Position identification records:
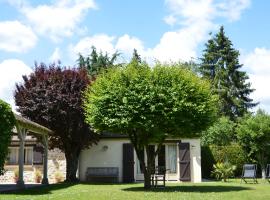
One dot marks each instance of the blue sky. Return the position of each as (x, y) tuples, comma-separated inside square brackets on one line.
[(166, 30)]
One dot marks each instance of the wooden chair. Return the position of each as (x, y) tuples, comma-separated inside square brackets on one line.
[(249, 172)]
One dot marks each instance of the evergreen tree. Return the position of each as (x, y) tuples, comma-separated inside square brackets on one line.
[(220, 64), (136, 57), (96, 61)]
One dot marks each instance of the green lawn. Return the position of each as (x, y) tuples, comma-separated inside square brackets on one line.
[(209, 191)]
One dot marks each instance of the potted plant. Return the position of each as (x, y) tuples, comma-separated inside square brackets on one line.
[(16, 175), (38, 176)]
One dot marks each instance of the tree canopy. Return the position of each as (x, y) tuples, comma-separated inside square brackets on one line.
[(149, 105), (220, 64), (7, 123), (253, 133), (220, 133), (52, 96)]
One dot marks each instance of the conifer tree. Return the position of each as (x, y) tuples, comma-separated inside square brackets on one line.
[(220, 64)]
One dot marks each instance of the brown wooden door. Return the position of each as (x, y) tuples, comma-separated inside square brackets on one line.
[(128, 163), (184, 157)]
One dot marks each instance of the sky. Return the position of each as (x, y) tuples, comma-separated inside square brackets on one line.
[(165, 30)]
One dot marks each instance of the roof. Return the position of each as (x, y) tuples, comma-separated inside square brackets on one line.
[(31, 126), (112, 135)]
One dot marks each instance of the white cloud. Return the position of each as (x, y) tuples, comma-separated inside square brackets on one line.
[(195, 19), (58, 20), (16, 37), (257, 63), (56, 56), (102, 42), (11, 72)]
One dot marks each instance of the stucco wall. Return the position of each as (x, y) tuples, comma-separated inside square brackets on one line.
[(97, 156)]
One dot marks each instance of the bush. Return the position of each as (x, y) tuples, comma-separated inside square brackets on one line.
[(223, 171), (213, 154), (7, 123)]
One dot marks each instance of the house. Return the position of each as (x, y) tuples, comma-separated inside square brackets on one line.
[(181, 158)]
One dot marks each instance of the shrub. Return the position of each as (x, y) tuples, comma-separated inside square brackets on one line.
[(38, 176), (58, 176), (7, 123), (223, 171)]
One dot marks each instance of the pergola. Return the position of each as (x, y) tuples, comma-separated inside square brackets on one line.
[(23, 127)]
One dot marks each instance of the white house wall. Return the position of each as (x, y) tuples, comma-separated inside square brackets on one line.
[(99, 156)]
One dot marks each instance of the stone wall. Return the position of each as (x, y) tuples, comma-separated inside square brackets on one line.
[(56, 164)]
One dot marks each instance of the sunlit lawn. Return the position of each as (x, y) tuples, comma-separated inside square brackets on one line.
[(209, 190)]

WRITTEN TASK
Give the lines of the material above as a numbered list, leaving out blank lines, starting with the line containing "One dot marks each instance of the house." and going on through the line containing "[(56, 164)]".

EXERCISE RESPONSE
1. One dot marks each instance of the house. Return the position of each as (x, y) tuples, comma-separated inside square brackets on one line.
2. [(181, 158)]
3. One dot marks each instance of the shrub. Return the position of each as (x, y) tuples, comma-separated inside square brackets on one line.
4. [(38, 176), (58, 176), (7, 123), (223, 171)]
5. One dot marks each instance of the pergola. Return the position of each as (x, y) tuples, comma-separated inside square brackets on one line.
6. [(23, 127)]
7. One dot marks each instance of the white house wall. Return the position of each as (x, y) tuples, comma-separated inside square brackets on one line.
8. [(99, 156)]
9. One dot marks each instance of the stone wall. Return the position of each as (x, y) tuples, comma-separated inside square brackets on one line.
10. [(56, 164)]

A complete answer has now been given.